» WHAT THE TASK ASKS: In the text below about watching the new 'Sherlock', who was the writer watching it with?

** start SOURCE **

Have you watched the new 'Sherlock' yet? You really should. It has tits! Well, not really. Maybe a bit of side tit. A little cleft. Not much worth buffering for. But I was watching it with my parents, so the effect was heightened somewhat. It felt a little like seeing Lucy Pinder enter during a Victorian funeral. I could feel my Dad's mutton-chops bristle.
Then, all of a sudden, as I was loosening my breeches a little to accommodate the excitement, the dead six year old broke through the lid of its coffin, pointed a rotting finger at her and cried 'Sexism!', and I thought I should probably put my stovepipe away.
Sexism! The elephant in the room. Actually it's an elephant in the room that some people keep trying to point out, and others keep trying to ignore, whilst still more stand up and claim that the elephant stands for strong family values and the natural order of things, whilst it stumbles around bumping into furniture. It's a divisive elephant.

** end SOURCE **
** start DATA LISTING **

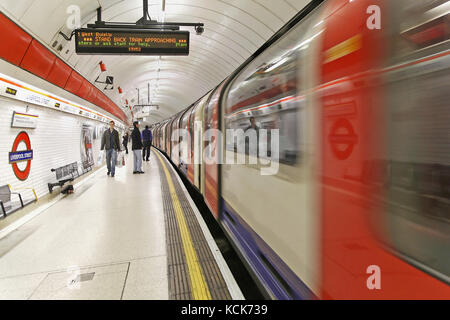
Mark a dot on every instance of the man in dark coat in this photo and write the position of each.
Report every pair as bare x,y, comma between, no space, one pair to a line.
136,145
111,143
126,138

** end DATA LISTING **

» THE REPLY: The writer's parents.